**Data shown:**

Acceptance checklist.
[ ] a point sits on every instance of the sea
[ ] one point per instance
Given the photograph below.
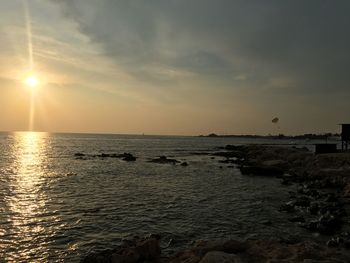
(55, 207)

**Exercise brief:** Return the lines above word for word, but leave out the picture.

**Result:**
Acceptance checklist.
[ ] a point sits on every instance of the sea
[ ] one point per instance
Given the photograph below.
(55, 207)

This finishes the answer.